## GOAL
Pull out every line in the rows below that contains the word "camouflage". Case counts.

## MATERIAL SUPPLIED
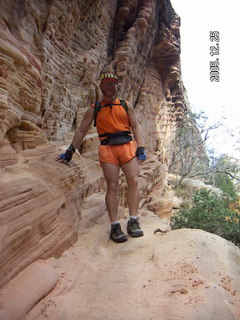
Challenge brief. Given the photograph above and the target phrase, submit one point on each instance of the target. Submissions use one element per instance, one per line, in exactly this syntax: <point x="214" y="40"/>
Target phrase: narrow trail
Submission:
<point x="159" y="276"/>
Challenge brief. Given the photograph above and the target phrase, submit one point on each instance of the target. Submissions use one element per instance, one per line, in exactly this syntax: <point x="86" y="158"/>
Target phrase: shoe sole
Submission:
<point x="119" y="240"/>
<point x="137" y="234"/>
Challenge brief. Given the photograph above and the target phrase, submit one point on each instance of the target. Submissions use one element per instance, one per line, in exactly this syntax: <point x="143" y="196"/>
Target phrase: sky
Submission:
<point x="219" y="100"/>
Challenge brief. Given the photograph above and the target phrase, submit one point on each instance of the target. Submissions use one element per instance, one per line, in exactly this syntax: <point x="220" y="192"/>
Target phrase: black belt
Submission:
<point x="116" y="138"/>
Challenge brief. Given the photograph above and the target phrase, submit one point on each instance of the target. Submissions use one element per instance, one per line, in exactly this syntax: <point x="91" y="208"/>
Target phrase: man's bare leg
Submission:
<point x="131" y="171"/>
<point x="111" y="174"/>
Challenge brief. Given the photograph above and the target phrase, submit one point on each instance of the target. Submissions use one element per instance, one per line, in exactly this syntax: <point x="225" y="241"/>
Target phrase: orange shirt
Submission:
<point x="110" y="120"/>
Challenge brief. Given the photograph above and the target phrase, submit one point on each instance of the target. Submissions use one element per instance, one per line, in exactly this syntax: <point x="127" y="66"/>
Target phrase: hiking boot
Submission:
<point x="117" y="234"/>
<point x="133" y="228"/>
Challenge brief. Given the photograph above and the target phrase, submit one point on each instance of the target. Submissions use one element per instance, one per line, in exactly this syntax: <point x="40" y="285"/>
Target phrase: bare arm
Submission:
<point x="84" y="127"/>
<point x="135" y="126"/>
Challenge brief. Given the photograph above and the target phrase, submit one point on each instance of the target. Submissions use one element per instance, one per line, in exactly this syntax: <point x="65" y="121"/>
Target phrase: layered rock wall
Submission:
<point x="51" y="56"/>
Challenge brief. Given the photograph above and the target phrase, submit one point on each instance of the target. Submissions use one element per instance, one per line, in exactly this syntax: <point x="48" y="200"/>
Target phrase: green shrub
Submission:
<point x="208" y="212"/>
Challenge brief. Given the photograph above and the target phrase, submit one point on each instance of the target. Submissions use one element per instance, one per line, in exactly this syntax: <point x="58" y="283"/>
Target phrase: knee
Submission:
<point x="112" y="186"/>
<point x="133" y="183"/>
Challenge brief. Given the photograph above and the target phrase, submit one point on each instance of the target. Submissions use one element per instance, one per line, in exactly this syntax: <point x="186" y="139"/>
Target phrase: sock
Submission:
<point x="132" y="217"/>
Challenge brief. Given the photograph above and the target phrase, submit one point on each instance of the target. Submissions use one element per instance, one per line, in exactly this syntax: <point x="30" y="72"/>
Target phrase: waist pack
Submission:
<point x="116" y="138"/>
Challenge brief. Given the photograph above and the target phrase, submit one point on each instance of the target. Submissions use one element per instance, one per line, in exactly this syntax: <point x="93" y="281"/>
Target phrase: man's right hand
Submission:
<point x="67" y="156"/>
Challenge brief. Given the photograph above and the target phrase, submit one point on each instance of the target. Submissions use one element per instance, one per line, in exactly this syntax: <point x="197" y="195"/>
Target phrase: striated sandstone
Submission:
<point x="51" y="56"/>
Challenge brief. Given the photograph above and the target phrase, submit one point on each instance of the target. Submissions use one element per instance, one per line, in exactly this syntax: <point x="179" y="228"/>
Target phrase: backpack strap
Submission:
<point x="98" y="106"/>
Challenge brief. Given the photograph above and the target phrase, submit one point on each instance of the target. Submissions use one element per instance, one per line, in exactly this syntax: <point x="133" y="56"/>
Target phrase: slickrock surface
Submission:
<point x="183" y="274"/>
<point x="51" y="56"/>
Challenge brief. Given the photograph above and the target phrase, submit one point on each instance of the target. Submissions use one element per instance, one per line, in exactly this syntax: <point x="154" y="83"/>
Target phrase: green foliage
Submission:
<point x="225" y="183"/>
<point x="209" y="212"/>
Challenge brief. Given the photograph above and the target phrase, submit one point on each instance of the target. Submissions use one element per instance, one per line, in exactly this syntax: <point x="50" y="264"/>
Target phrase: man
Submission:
<point x="115" y="119"/>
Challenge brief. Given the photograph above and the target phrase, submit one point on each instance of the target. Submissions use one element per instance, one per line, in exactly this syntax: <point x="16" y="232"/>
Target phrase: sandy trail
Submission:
<point x="158" y="276"/>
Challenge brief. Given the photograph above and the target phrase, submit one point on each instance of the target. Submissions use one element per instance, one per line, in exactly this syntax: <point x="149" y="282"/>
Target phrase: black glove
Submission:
<point x="140" y="153"/>
<point x="67" y="156"/>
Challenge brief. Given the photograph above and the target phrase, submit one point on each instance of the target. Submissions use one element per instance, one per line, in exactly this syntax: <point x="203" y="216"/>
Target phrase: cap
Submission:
<point x="108" y="77"/>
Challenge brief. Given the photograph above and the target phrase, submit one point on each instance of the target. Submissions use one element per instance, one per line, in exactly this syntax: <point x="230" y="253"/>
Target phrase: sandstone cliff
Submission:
<point x="51" y="56"/>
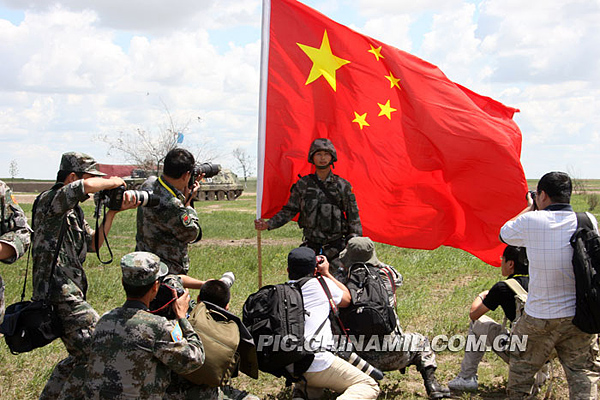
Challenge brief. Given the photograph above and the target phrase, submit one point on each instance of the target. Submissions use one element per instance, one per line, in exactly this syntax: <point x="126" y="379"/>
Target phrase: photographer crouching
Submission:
<point x="62" y="235"/>
<point x="167" y="229"/>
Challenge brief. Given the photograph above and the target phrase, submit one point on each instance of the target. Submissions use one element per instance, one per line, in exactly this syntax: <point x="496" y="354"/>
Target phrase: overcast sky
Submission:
<point x="73" y="70"/>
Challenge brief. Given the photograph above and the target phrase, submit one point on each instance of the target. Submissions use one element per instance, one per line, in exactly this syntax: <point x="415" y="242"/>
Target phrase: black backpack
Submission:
<point x="370" y="312"/>
<point x="275" y="318"/>
<point x="586" y="265"/>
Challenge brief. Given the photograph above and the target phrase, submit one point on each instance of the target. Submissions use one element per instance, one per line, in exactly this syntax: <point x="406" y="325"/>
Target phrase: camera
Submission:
<point x="208" y="169"/>
<point x="113" y="198"/>
<point x="228" y="278"/>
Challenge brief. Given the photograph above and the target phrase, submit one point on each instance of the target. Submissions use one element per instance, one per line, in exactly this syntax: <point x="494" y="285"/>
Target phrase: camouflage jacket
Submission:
<point x="322" y="222"/>
<point x="133" y="353"/>
<point x="167" y="229"/>
<point x="69" y="277"/>
<point x="14" y="230"/>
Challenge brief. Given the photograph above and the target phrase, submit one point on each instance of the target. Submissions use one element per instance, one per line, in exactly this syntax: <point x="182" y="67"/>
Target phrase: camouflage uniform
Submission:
<point x="14" y="232"/>
<point x="133" y="352"/>
<point x="167" y="229"/>
<point x="323" y="223"/>
<point x="68" y="286"/>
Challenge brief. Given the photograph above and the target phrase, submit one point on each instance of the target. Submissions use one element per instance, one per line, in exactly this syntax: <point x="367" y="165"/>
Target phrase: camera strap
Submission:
<point x="61" y="236"/>
<point x="96" y="238"/>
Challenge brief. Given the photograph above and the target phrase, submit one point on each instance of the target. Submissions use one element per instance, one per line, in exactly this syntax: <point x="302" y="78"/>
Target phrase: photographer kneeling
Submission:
<point x="167" y="229"/>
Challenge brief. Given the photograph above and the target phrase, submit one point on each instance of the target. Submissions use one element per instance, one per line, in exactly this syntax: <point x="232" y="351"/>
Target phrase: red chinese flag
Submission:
<point x="431" y="162"/>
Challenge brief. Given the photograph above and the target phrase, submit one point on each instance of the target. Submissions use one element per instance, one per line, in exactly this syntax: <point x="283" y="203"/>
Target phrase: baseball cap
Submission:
<point x="141" y="268"/>
<point x="79" y="162"/>
<point x="302" y="261"/>
<point x="359" y="249"/>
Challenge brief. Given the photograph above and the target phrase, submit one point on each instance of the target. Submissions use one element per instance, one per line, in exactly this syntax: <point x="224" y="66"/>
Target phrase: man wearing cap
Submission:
<point x="133" y="351"/>
<point x="14" y="233"/>
<point x="328" y="213"/>
<point x="167" y="229"/>
<point x="66" y="288"/>
<point x="419" y="353"/>
<point x="327" y="371"/>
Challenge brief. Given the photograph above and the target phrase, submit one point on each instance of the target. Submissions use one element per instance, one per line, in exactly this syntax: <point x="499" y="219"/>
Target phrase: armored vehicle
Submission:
<point x="224" y="185"/>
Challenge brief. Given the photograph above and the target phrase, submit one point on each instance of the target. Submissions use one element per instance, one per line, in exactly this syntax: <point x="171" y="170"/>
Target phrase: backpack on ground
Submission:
<point x="275" y="317"/>
<point x="520" y="299"/>
<point x="370" y="312"/>
<point x="586" y="266"/>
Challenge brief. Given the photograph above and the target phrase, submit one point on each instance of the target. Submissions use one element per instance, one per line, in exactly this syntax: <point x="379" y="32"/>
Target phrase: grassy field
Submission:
<point x="438" y="289"/>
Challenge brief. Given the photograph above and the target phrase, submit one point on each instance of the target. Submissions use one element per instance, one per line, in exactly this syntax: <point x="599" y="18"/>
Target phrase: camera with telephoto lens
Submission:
<point x="208" y="169"/>
<point x="113" y="198"/>
<point x="532" y="194"/>
<point x="228" y="278"/>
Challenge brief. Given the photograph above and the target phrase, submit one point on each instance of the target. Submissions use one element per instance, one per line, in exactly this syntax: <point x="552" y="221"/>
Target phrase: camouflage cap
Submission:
<point x="141" y="268"/>
<point x="359" y="249"/>
<point x="324" y="145"/>
<point x="79" y="162"/>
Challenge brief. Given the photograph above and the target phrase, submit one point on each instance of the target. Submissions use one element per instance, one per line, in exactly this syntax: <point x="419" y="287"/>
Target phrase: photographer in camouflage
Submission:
<point x="133" y="351"/>
<point x="326" y="204"/>
<point x="14" y="233"/>
<point x="77" y="178"/>
<point x="167" y="229"/>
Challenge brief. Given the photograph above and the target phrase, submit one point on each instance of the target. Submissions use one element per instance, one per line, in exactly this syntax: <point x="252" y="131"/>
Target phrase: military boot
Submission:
<point x="435" y="390"/>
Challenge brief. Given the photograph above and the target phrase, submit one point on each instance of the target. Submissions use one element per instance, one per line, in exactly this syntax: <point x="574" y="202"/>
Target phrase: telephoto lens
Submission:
<point x="361" y="364"/>
<point x="228" y="278"/>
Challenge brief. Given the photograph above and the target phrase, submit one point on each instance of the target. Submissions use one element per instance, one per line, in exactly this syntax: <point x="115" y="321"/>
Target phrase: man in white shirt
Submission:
<point x="327" y="370"/>
<point x="550" y="304"/>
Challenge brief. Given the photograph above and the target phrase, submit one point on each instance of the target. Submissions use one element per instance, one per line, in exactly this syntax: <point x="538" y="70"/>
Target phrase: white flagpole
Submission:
<point x="262" y="121"/>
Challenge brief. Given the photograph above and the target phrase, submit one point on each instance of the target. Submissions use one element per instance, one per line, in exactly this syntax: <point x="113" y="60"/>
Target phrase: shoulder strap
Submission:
<point x="61" y="236"/>
<point x="516" y="287"/>
<point x="583" y="221"/>
<point x="334" y="308"/>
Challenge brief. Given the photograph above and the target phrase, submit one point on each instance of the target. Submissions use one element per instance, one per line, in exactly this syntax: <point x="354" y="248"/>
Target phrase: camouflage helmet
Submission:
<point x="322" y="144"/>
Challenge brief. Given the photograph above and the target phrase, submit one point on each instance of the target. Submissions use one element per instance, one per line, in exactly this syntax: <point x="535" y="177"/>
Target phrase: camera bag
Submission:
<point x="370" y="312"/>
<point x="31" y="324"/>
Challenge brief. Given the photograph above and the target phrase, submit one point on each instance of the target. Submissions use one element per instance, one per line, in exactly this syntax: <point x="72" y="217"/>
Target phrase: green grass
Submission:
<point x="438" y="289"/>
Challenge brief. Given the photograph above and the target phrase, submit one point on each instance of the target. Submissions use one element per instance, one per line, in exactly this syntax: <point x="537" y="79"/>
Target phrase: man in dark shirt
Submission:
<point x="514" y="266"/>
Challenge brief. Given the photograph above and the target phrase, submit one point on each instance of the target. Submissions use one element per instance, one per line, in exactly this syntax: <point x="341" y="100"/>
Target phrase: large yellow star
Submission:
<point x="393" y="80"/>
<point x="361" y="120"/>
<point x="324" y="62"/>
<point x="386" y="109"/>
<point x="376" y="52"/>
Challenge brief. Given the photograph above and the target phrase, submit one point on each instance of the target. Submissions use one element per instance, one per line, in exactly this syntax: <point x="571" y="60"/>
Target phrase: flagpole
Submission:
<point x="262" y="113"/>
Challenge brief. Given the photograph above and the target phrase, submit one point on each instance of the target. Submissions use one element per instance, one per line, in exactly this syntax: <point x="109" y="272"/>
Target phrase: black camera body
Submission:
<point x="113" y="198"/>
<point x="208" y="169"/>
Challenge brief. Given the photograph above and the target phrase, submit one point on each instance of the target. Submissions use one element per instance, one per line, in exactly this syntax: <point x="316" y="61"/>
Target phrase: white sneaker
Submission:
<point x="463" y="384"/>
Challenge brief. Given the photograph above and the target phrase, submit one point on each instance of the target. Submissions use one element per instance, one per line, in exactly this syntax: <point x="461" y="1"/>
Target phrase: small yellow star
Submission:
<point x="386" y="110"/>
<point x="324" y="62"/>
<point x="361" y="120"/>
<point x="393" y="80"/>
<point x="376" y="52"/>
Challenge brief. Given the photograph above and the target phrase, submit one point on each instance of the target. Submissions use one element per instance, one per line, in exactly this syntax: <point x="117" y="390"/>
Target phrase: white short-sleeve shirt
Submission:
<point x="546" y="235"/>
<point x="316" y="305"/>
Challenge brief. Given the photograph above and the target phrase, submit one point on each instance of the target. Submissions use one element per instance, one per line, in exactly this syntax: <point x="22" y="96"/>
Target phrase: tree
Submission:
<point x="149" y="149"/>
<point x="13" y="169"/>
<point x="246" y="162"/>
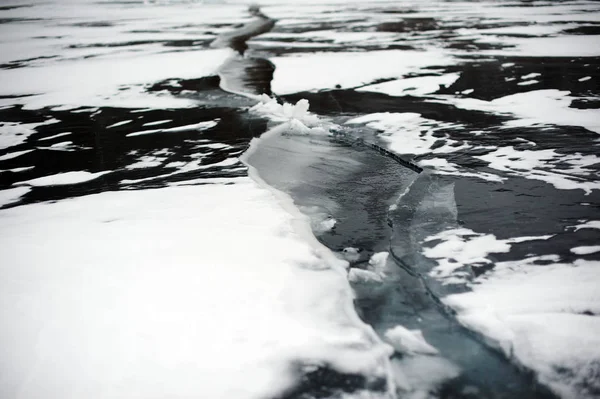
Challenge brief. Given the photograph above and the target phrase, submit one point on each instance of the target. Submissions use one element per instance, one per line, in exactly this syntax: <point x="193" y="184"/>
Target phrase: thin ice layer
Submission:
<point x="543" y="317"/>
<point x="176" y="292"/>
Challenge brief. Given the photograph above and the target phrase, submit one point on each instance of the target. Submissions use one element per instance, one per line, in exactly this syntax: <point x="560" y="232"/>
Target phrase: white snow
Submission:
<point x="11" y="195"/>
<point x="590" y="224"/>
<point x="550" y="107"/>
<point x="157" y="122"/>
<point x="197" y="297"/>
<point x="409" y="341"/>
<point x="13" y="133"/>
<point x="540" y="165"/>
<point x="12" y="155"/>
<point x="316" y="71"/>
<point x="586" y="250"/>
<point x="121" y="123"/>
<point x="59" y="179"/>
<point x="538" y="316"/>
<point x="55" y="136"/>
<point x="146" y="162"/>
<point x="200" y="126"/>
<point x="528" y="82"/>
<point x="118" y="81"/>
<point x="558" y="46"/>
<point x="408" y="132"/>
<point x="416" y="86"/>
<point x="462" y="247"/>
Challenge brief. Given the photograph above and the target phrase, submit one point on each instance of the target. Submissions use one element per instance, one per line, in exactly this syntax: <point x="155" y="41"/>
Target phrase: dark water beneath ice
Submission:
<point x="352" y="184"/>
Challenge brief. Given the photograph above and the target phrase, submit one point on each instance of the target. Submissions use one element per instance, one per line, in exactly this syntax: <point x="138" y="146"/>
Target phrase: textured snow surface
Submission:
<point x="316" y="71"/>
<point x="172" y="292"/>
<point x="63" y="178"/>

## COMPLETED EXERCISE
Target phrase: camouflage jacket
Target phrase: camouflage uniform
Target phrase: camouflage cap
Target phrase: photographer in camouflage
Target phrase: camouflage helmet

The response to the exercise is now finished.